EXERCISE OBJECTIVE: Find out how many lines in the records have the string "bench" in them, and state only that number.

+++ DATA EXTRACTS +++

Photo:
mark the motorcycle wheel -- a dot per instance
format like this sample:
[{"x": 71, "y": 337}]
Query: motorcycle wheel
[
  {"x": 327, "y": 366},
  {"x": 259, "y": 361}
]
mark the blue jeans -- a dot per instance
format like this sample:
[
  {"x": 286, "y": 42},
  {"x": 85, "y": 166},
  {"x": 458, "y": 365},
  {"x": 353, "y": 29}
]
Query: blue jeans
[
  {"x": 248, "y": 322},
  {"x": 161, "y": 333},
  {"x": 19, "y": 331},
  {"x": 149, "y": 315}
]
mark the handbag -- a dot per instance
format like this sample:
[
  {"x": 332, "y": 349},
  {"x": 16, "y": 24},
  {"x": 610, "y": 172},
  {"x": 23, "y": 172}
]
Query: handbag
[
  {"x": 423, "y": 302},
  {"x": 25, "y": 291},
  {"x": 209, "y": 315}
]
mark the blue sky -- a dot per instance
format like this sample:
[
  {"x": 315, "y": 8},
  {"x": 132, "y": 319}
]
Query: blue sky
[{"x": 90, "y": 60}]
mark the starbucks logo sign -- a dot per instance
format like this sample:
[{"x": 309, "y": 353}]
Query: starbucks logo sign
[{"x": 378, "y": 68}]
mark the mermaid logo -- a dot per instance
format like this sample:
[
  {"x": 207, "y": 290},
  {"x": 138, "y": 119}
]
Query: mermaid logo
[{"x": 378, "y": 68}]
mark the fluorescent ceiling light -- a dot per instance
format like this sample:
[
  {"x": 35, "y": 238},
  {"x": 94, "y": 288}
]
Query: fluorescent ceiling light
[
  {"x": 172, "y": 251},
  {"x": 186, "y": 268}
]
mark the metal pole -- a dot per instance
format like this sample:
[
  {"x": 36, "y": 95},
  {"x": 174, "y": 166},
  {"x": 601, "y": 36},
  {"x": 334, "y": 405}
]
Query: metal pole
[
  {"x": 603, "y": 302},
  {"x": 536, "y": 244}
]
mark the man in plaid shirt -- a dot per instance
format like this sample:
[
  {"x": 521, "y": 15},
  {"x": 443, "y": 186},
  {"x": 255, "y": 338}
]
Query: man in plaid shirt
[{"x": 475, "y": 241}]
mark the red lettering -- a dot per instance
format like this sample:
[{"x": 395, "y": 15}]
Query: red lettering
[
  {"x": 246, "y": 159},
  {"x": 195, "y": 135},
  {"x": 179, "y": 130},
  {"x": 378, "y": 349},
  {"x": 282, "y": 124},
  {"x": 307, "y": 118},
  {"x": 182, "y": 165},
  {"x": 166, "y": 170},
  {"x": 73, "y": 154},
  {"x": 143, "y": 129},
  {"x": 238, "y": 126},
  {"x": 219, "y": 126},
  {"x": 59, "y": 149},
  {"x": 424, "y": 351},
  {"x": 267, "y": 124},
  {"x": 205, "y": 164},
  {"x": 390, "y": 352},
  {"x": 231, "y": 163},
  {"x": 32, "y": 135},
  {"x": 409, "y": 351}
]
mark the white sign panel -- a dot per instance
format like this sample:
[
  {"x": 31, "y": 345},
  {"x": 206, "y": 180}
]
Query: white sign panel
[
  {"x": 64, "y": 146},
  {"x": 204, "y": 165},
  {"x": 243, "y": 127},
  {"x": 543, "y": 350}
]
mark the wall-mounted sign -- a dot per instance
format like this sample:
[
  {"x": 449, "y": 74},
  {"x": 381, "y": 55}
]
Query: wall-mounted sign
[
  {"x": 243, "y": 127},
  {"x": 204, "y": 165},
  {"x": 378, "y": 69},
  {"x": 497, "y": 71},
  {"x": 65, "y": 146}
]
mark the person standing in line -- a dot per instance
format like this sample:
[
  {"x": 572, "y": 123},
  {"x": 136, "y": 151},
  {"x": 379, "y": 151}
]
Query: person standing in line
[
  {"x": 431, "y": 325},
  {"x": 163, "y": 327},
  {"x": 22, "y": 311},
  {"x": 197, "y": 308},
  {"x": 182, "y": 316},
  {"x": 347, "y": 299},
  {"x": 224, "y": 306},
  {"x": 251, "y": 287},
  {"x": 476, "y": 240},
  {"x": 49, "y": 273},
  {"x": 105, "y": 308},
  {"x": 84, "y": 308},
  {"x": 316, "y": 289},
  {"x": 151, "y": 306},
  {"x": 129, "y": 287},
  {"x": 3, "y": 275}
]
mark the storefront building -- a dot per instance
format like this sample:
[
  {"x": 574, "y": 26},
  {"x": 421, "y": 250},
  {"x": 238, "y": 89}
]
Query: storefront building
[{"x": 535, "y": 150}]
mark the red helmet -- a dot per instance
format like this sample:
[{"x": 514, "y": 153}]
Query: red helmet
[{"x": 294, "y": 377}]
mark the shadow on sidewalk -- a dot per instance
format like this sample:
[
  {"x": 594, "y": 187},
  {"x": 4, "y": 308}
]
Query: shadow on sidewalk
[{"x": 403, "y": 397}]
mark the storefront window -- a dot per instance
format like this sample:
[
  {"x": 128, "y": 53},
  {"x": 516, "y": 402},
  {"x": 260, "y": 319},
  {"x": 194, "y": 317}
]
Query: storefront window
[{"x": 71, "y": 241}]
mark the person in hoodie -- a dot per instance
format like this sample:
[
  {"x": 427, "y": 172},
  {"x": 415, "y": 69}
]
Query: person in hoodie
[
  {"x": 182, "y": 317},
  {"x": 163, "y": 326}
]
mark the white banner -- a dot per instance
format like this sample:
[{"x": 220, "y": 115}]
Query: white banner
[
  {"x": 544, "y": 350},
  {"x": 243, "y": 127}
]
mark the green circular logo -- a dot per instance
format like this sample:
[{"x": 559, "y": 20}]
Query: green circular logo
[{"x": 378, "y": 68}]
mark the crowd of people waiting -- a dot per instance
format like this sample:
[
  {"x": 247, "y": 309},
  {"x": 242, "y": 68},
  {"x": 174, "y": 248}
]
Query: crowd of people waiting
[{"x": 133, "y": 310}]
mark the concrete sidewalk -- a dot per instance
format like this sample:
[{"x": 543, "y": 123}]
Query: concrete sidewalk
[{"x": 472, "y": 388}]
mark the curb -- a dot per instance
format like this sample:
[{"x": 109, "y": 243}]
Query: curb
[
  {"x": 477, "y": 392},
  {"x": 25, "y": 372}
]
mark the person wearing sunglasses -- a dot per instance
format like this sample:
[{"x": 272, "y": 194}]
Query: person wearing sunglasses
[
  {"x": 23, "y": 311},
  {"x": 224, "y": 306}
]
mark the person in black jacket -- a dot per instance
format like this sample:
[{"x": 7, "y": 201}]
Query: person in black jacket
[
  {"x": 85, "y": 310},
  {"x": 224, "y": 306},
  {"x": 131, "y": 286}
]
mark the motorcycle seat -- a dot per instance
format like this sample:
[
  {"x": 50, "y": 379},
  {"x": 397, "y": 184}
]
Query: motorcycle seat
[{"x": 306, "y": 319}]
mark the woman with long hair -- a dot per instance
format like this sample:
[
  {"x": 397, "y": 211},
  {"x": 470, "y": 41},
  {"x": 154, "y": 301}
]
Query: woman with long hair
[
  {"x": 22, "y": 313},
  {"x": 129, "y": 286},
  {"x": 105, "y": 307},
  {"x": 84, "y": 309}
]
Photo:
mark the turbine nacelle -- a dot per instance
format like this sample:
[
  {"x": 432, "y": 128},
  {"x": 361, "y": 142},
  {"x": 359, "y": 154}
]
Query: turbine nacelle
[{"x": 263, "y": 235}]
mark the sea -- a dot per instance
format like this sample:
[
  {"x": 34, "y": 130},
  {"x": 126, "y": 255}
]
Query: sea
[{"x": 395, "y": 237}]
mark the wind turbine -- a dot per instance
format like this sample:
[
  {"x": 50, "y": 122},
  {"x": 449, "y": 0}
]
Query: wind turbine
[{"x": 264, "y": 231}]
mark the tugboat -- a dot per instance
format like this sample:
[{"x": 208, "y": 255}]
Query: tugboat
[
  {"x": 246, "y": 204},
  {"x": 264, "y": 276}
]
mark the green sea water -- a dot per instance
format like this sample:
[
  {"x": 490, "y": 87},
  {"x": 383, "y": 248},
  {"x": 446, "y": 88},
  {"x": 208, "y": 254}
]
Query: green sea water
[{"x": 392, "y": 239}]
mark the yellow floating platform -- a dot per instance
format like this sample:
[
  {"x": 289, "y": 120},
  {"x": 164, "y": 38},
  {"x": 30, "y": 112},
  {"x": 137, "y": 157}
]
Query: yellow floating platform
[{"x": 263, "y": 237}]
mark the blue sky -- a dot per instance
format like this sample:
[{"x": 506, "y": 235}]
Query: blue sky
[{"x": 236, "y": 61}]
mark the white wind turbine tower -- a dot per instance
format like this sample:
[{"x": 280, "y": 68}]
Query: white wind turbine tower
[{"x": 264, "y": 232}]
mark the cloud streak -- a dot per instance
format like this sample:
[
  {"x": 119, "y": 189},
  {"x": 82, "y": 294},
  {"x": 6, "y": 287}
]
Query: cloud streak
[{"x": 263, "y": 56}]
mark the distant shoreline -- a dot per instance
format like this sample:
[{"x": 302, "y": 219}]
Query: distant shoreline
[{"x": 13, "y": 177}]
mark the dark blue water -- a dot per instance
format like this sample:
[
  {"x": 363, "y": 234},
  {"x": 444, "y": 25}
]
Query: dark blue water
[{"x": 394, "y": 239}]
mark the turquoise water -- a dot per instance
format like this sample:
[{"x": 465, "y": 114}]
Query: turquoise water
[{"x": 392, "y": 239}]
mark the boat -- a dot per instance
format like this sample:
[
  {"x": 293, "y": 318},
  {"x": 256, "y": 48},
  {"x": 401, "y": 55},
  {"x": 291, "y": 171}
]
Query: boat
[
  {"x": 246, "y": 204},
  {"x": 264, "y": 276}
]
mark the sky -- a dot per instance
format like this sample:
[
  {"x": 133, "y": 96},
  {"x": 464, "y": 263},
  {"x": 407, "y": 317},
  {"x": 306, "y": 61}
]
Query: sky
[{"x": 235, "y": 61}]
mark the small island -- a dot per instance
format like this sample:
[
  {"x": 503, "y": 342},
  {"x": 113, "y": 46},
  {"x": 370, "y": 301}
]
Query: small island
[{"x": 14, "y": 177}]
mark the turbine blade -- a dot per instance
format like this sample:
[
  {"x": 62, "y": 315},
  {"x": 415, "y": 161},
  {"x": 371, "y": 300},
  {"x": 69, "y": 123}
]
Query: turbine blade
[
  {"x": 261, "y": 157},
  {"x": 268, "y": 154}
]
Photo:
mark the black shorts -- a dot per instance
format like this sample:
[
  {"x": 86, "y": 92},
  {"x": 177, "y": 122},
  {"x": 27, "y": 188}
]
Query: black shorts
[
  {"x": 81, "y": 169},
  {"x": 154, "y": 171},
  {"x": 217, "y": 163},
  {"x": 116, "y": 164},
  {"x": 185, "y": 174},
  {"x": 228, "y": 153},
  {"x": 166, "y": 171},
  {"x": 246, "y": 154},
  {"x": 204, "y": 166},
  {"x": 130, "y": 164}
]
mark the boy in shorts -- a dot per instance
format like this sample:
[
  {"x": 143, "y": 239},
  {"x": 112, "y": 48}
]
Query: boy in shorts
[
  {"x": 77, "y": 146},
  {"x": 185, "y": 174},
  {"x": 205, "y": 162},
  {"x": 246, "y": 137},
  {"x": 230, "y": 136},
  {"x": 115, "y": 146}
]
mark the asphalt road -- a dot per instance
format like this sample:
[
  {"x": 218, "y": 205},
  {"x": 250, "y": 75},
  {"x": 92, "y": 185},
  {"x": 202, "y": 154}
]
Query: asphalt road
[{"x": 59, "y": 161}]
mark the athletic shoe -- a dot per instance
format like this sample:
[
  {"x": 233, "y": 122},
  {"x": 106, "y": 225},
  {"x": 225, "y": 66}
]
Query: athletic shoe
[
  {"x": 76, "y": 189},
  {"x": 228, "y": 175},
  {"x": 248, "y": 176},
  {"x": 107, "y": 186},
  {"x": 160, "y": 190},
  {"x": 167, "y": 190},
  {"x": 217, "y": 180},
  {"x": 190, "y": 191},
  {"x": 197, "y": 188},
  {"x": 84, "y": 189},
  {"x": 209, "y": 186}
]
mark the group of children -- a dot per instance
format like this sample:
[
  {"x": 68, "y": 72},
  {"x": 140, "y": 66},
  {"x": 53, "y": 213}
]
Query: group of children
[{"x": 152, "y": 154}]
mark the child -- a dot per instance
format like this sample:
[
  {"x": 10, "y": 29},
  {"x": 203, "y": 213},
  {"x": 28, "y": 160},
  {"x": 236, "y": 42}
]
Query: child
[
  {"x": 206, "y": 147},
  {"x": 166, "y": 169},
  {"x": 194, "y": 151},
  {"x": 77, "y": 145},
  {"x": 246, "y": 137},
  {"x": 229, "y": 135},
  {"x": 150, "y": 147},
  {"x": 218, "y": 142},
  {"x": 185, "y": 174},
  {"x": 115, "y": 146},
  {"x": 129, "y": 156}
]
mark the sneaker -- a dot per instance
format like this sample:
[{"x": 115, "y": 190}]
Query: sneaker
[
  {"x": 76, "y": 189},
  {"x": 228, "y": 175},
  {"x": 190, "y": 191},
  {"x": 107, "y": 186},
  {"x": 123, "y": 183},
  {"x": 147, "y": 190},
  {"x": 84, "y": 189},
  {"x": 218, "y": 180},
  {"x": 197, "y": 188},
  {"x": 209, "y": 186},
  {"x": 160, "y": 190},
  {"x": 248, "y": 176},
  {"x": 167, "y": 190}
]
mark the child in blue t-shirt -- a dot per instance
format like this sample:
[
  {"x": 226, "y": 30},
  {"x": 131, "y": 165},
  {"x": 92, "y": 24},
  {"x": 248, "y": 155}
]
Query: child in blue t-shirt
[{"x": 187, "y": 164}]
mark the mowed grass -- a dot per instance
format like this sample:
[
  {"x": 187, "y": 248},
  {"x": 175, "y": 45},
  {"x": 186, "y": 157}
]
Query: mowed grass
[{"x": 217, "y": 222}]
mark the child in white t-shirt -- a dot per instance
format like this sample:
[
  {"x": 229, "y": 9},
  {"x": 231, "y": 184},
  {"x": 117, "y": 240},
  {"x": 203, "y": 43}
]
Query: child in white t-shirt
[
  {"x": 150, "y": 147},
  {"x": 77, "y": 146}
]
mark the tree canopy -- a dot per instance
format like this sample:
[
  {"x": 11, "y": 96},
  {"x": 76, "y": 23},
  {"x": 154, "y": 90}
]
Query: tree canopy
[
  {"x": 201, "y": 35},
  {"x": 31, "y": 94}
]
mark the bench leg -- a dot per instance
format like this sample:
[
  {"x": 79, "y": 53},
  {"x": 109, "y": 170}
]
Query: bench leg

+++

RESULT: 2